Textabschnitt:

============================================================

Ein paar Straßen weiter, jenseits des geborstenen Deichs, der den Lower Ninth Ward ersaufen ließ, sagt Shaline LeDoux schüchtern, dass sie sich „schlecht fühlt“. Die afroamerikanische Krankenhaussekretärin und ihr Mann haben durch „Katrina“ das Haus verloren, das sie sich wenige Monate zuvor, nach zahlreichen Entbehrungen, gekauft hatten. „Ich musste mir noch nie von jemandem helfen lassen“, sagt LeDoux leise, als entschuldige sie sich dafür, überhaupt hier zu sein. Mit ihrer Schwägerin ist sie zu Common Ground Relief, einer kleinen privaten Hilfsorganisation, gekommen. Zum ersten Mal macht sie „so was“. Die beiden laden Dosenmöhren und Suppenpulver in ihr Auto. „Man sagt jetzt über uns, dass wir nur rumsitzen und nichts tun“, sagt LeDoux leise, „das stimmt auch, denn ich warte jeden Tag auf Lebensmittelmarken, auf Behördenbescheide, auf Strom, auf Gas, auf Gutachter, das ist entwürdigend. Schlimm, nein, das ist überhaupt das Schlimmste“, verbessert sie sich. Sie, ihr Mann und die Familie der Schwägerin leben seit drei Wochen gemeinsam in einer der „Trailer“ genannten mobilen Notunterkünfte auf der anderen Flussseite. Fast fünf Monate haben sie darauf gewartet. Die Schwägerin hat ihren Fema-Trailer noch immer nicht erhalten, obwohl auch ihr Haus völlig zerstört ist.

============================================================

Datensätze:
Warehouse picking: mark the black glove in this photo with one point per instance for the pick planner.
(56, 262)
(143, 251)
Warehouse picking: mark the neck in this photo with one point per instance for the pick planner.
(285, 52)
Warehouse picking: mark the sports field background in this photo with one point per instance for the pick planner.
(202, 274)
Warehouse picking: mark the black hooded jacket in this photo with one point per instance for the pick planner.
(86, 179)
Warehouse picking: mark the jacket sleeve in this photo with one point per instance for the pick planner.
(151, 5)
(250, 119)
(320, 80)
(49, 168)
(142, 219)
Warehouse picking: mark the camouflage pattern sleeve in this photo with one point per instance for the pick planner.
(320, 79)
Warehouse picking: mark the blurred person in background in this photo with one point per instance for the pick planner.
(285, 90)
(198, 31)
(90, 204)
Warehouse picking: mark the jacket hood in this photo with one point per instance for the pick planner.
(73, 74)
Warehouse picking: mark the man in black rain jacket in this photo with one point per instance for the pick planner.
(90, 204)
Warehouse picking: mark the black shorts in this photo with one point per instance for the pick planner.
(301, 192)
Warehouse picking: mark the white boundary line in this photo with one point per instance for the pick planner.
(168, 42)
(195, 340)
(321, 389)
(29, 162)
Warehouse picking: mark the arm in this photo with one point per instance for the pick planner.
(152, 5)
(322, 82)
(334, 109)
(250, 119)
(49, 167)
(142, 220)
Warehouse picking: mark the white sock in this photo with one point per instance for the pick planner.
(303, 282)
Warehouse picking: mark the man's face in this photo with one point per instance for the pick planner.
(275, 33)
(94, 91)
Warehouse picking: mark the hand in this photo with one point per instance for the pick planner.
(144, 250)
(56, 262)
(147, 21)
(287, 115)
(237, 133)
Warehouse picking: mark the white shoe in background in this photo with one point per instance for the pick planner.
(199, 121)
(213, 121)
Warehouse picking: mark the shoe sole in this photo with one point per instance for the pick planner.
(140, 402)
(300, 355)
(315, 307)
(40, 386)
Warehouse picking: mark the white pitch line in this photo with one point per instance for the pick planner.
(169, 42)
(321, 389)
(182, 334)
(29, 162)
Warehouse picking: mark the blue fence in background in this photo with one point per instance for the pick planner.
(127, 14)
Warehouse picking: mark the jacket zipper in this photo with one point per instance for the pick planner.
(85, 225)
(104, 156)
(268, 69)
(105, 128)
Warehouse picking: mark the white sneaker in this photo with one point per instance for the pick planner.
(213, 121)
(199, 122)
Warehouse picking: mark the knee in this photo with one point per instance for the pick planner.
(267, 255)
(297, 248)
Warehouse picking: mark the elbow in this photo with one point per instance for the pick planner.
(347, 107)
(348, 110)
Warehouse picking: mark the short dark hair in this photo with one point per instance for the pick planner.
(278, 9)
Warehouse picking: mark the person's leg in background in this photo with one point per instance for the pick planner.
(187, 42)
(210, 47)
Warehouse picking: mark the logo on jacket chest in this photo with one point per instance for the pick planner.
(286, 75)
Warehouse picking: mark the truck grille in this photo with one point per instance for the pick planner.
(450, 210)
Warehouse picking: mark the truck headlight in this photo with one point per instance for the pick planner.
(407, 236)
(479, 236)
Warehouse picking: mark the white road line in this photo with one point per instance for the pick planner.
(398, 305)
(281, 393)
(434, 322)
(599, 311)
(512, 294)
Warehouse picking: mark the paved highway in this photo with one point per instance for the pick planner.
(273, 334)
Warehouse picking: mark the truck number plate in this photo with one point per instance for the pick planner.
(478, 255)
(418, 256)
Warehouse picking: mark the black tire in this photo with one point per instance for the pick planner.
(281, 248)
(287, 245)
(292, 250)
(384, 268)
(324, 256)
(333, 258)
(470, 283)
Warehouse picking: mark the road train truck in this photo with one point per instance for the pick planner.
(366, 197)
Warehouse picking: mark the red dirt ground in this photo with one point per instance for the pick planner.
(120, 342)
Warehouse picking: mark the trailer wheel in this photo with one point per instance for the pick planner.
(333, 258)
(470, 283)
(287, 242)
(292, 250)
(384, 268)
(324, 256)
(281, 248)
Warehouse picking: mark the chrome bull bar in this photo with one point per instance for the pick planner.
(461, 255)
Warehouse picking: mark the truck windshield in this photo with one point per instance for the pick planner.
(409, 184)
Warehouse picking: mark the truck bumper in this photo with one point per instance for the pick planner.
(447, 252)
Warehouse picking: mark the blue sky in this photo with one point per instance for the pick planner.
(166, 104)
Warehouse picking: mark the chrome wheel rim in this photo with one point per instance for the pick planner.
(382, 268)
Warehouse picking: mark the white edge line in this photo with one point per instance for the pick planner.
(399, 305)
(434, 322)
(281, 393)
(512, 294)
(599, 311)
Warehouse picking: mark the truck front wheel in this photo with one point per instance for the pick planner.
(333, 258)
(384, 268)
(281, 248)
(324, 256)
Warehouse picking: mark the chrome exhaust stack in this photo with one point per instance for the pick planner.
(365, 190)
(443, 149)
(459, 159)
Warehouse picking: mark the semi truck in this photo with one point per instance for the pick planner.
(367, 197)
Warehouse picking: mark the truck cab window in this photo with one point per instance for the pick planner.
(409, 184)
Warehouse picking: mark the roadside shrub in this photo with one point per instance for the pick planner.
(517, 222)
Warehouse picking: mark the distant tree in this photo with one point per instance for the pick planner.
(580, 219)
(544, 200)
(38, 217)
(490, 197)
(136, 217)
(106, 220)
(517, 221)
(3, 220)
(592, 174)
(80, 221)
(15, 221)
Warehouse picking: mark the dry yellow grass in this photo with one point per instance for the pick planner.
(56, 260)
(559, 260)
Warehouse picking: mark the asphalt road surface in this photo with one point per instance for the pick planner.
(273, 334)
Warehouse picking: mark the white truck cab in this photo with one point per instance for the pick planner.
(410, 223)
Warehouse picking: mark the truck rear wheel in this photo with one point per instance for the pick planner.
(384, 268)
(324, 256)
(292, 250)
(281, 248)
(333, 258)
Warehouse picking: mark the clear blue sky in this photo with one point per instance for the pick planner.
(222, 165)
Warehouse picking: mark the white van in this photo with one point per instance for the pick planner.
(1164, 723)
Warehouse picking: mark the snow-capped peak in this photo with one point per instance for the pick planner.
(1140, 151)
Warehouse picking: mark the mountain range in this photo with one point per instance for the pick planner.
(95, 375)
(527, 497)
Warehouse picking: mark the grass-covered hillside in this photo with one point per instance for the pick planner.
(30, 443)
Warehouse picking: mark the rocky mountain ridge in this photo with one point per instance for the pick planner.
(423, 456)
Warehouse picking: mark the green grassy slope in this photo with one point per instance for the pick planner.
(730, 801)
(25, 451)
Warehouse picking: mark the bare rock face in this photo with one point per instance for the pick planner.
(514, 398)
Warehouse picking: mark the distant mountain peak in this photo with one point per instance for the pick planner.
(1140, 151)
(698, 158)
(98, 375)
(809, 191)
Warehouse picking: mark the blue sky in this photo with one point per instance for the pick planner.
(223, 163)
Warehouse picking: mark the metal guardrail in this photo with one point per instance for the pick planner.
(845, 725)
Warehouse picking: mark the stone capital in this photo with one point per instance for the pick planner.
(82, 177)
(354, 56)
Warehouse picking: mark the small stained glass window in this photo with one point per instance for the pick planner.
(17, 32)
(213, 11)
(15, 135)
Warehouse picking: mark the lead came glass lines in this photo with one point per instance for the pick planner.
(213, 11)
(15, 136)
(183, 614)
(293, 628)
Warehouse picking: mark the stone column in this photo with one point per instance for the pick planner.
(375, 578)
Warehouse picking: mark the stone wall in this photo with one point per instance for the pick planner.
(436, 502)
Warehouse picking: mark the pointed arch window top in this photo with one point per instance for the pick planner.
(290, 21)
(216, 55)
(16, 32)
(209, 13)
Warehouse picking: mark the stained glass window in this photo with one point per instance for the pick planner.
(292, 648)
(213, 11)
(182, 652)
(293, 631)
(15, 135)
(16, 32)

============================================================

Aufgabe 1:
Beantworte zum Textabschnitt über Shaline LeDoux diese drei Fragen:
(a) Welchen Beruf übt Shaline LeDoux aus?
(b) Was laden sie und ihre Schwägerin in ihr Auto?
(c) Wie lange hat die Familie auf die mobile Notunterkunft gewartet?
Aufgabe 2: Führe den Text über Shaline LeDoux nach „Katrina“ im Anschluss an seinen letzten Satz weiter.
Die Datensätze stammen aus einer anderen Quelle.

Schriftliche Antwort 1:
(a) Sie ist Krankenhaussekretärin.
(b) Dosenmöhren und Suppenpulver.
(c) Fast fünf Monate.

Schriftliche Antwort 2:
Ein paar Ecken weiter, hinter Bergen von Abfall, Schutt und Trümmern, gibt es ein kleines Handgemenge. In dem nahezu menschenleeren Viertel sind eine schwarze Frau und ein älterer, verwahrlost wirkender schwarzer Mann aneinander geraten. Erst als er verschwunden ist, beruhigt sich Corbe Johnson. „Die kommen jetzt und plündern, was das Zeug hält, das ist eine Schweinerei.“ „Die“, das sind die schwarzen Habenichtse, die, die „Katrina“ entwurzelt hat, die es ohnehin zu nichts gebracht haben.

Corbe Johnson ist keine von denen, sondern eine der Ersten, die sich um den Wiederaufbau kümmern in ihrer Straße, in der Wind und Wasser wundersamerweise nur mäßig gewütet haben. Drei andere Familien sind ebenfalls mit Handsägen, Hämmern und Schaufeln dabei, ihre Häuser zu räumen. Alle haben ganze Containerfüllungen verrotteter Teppiche, verschimmelter Matratzen und zerstörter Geräte auf die Straße bugsiert. Die 44-jährige allein erziehende Mutter eines Teenagers hat einen Klempner angeheuert, der gerade ihre Sanitäranlagen repariert. „Es war schwierig, die Erlaubnis zum Wiederaufbau zu bekommen“, sagt Corbe und erzählt, wie sie von Pontius zu Pilatus gerannt sei, obwohl ihr Haus kaum beschädigt wurde. „Als Schwarze musst du ja um alles kämpfen“, fasst sie ihre offenbar nicht ganz neue Lebenserfahrung zusammen.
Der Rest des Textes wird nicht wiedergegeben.